◆ THE PROBLEM
Reproduce every record below verbatim, omitting the pictures.

+++

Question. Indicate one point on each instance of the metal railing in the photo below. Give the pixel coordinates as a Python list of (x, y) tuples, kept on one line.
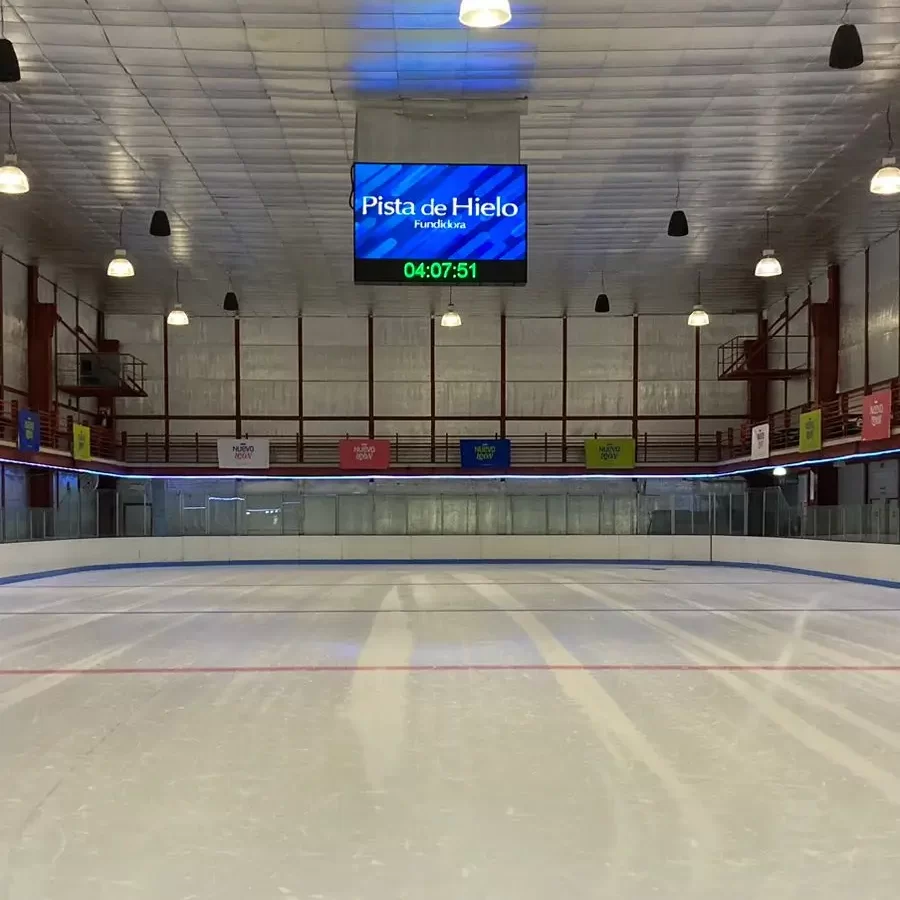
[(413, 450)]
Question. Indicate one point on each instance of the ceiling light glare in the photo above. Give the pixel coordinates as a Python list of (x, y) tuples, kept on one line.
[(178, 317), (451, 318), (886, 181), (12, 179), (120, 265), (768, 265), (484, 13), (698, 317)]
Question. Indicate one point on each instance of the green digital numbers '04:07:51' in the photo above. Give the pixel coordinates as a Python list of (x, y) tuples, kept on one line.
[(440, 271)]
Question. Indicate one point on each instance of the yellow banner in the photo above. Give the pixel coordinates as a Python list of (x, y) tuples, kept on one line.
[(609, 453), (81, 442), (811, 430)]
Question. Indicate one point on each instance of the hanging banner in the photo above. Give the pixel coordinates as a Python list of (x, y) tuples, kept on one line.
[(29, 431), (365, 453), (247, 453), (81, 442), (759, 442), (609, 453), (877, 415), (491, 454), (811, 430)]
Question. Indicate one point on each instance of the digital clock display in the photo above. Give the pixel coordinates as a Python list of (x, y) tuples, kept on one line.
[(440, 224)]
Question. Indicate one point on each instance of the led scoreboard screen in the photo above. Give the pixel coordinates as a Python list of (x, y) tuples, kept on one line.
[(440, 224)]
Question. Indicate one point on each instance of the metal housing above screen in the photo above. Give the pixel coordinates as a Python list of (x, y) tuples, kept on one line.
[(440, 224)]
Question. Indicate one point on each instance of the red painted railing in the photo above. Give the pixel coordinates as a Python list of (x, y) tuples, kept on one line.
[(841, 420)]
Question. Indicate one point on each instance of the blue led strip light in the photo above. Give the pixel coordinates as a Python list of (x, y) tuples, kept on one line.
[(636, 473)]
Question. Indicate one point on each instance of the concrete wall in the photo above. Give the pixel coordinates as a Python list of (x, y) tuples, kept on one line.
[(849, 559), (312, 375)]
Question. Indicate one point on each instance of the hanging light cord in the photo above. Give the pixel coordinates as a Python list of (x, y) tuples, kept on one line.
[(887, 116), (12, 143)]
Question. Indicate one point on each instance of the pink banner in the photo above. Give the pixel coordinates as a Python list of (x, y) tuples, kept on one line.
[(365, 453), (877, 415)]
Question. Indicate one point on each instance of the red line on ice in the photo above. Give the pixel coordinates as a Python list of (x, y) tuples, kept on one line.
[(485, 667)]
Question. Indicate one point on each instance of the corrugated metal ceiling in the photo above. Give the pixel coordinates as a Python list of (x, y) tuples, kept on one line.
[(244, 111)]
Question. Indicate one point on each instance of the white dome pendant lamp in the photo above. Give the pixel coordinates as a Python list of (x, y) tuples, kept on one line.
[(177, 315), (484, 13), (768, 265), (886, 181), (699, 317), (12, 179), (120, 265)]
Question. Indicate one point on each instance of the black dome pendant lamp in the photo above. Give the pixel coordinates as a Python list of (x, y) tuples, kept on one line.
[(678, 226), (159, 222), (601, 304), (9, 62), (846, 46)]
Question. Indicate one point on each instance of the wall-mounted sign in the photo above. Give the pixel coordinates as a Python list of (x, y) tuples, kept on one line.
[(492, 454), (759, 442), (365, 453), (29, 431), (811, 430), (609, 453), (877, 415), (249, 453), (440, 224), (81, 442)]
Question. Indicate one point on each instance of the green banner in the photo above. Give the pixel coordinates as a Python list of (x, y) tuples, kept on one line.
[(609, 453), (811, 430)]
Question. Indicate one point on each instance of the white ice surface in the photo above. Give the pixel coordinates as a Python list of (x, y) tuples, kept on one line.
[(347, 780)]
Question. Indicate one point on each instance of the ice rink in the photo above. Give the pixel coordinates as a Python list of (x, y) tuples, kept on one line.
[(519, 732)]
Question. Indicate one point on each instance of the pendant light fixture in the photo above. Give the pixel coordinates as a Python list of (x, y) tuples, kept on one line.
[(451, 318), (768, 265), (484, 13), (886, 181), (12, 179), (678, 226), (699, 316), (9, 62), (177, 316), (601, 304), (120, 266), (846, 46), (159, 221)]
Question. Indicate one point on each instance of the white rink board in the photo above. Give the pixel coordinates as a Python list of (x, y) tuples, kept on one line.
[(858, 560)]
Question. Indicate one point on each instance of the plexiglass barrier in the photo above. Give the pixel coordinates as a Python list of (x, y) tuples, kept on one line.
[(158, 513)]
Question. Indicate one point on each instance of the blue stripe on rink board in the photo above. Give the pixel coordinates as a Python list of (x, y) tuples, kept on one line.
[(792, 570)]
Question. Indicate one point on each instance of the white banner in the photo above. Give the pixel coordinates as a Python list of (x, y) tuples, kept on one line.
[(249, 453), (759, 442)]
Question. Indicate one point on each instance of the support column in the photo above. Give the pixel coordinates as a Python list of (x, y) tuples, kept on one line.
[(825, 319), (41, 325)]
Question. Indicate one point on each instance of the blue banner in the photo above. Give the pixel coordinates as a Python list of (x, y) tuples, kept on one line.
[(475, 454), (29, 431)]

+++

◆ RESULT OF THIS EXERCISE
Question. Indicate one point on each instance of the metal railing in the photo below. Give the pixel coordinates as a Python list of (x, y) tuples, kept on one line.
[(413, 450)]
Question. Indicate one point on each instance of the ceiling light glare in the photo above. Give the pixel coordinates as a Python list of (x, y) tuples, kept on one line.
[(178, 317), (451, 318), (886, 181), (12, 179), (120, 265), (768, 265), (484, 13), (698, 317)]
Question. Indicate one point on each instance of the green digital numbers '04:07:51' in the photo above. Give the pixel coordinates as a Python list of (x, y) tuples, kept on one line.
[(440, 271)]
Question. Indicate one point on each instance of the yellow banner in the photo above. Give the pixel coordinates as a Python list of (x, y) tuples, kept on one line.
[(609, 453), (81, 442), (811, 430)]
Question. Indicate one point on each instance of the hanging banner in the photo above. Give the pixel coordinates as a Python list of (x, y) tuples, kept on one line.
[(29, 431), (365, 453), (247, 453), (81, 442), (759, 442), (609, 453), (877, 415), (491, 454), (811, 430)]
Question. Indicate one point on each instance of the digital clock display in the photo above. Give the pixel coordinates as a Python list of (x, y) tuples, kept on one line.
[(440, 224)]
Question. Indicate one point on each instance of the led scoreboard screen in the photo above. Give the pixel coordinates as a Python list of (x, y) tuples, kept on one line.
[(440, 224)]
Question. Indicate one point on each instance of the metal housing above screen in the photo above. Give the pixel coordinates as a Python list of (x, y) tuples, kept on one line.
[(440, 224)]
Question. Indicate one point on each instance of the red painted railing in the photo above. Give the pixel coordinates as a Python list of (x, y) tuples, kept on one line.
[(841, 420)]
Question. Indicate one point on each instance of the blue led strip light in the photo above. Give the pixel coordinates as a Python list of (x, y) tuples, kept on one line.
[(636, 473)]
Question. Indicate one point on each instance of the concrete wall in the photo above. Give the pixel coordinates as a Python list of (x, y) tuples, kept on one line.
[(849, 559), (312, 375)]
Question. Indicate one point on each instance of the hanging light cord in the photo above. Give the pixel coordinates as a Python list of (x, y) tuples, kept on one line.
[(887, 116), (12, 143)]
Question. Indicate one point on each instance of the pink banner in the photo above. Give the pixel coordinates as a Python list of (x, y) tuples, kept on one line.
[(365, 453), (877, 415)]
Question. Indicate one point on each instance of the red line on ice in the photo above. Give the pixel coordinates as a Python list of (x, y) tuples, kept on one line.
[(485, 667)]
Question. Indicate one point on each instance of the corrugated metal ceiling in the photo above. Give the pixel coordinates as a Python list of (x, y) tuples, kept on one line.
[(244, 111)]
Question. Indicate one point on each instance of the white dome pendant lamp in the photo above. Give the pixel coordinates as a Python list of (x, y) tuples, kept on one line.
[(177, 315), (484, 13), (768, 265), (886, 181), (699, 317), (12, 179), (120, 265)]
Question. Indicate one point on each instance of the black dome pendant lamp in the photo above. Give the pixel coordinates as a Python list of (x, y) tuples, kept on one line.
[(678, 226), (159, 222), (601, 304), (9, 62), (846, 46)]
Question. Indicate one point on each instance of the wall-mounted sign in the photo above. Give the pixel coordinates as a Python list of (x, y) tuples, kept on one line.
[(492, 454), (759, 442), (365, 453), (29, 431), (811, 430), (609, 453), (877, 415), (249, 453), (440, 224), (81, 442)]
Question. Indicate one point on each instance of the green banner in the photo above. Give the pixel coordinates as a Python list of (x, y) tuples, kept on one line.
[(609, 453), (811, 430)]
Question. Indicate one point on each instance of the white ice surface in the photo above. Give the pixel coordinates as a Python list of (x, y) tuples, kept on one line.
[(347, 780)]
Question. Indicate one point on each instance of the ice rink in the photo above. Give the pixel coordinates as a Python list of (x, y) tuples, kept on one line.
[(519, 732)]
Question. Indicate one point on each instance of the pendant light fixture in the photo above. Give the pixel coordinates as a Python list of (x, y) tuples, kept on one line.
[(451, 318), (768, 265), (484, 13), (886, 181), (12, 179), (678, 226), (699, 316), (9, 62), (177, 316), (601, 304), (120, 266), (846, 46), (159, 221)]
Question. Indicate one point on each instance of the white rink board in the photo above. Give the pixel coordinates as a Python list of (x, y) tuples, kept on one line.
[(858, 560)]
Question. Indicate one point on each instance of the plexiglass barrier in the photo above. Give the pixel coordinates as a Python list of (x, y) tuples, kept on one line.
[(158, 513)]
Question. Indicate one point on each instance of the blue stripe on rink board in the photo above. Give the pixel coordinates as a Python list of (x, y) tuples, kept on one line.
[(792, 570)]
Question. Indicate one point on each instance of the white banner in the photo above. Give the pixel coordinates as a Python list of (x, y) tuples, kept on one line.
[(249, 453), (759, 442)]
Question. Indicate one point on each instance of the support column in the photo above. Give the pixel coordinates as a Python list of (x, y) tuples, kept on one line.
[(825, 319), (41, 325)]
Question. Indicate one point on each instance of the blue banner in the photo above. Give the pixel coordinates as a Python list of (x, y) tuples, kept on one line.
[(475, 454), (29, 431)]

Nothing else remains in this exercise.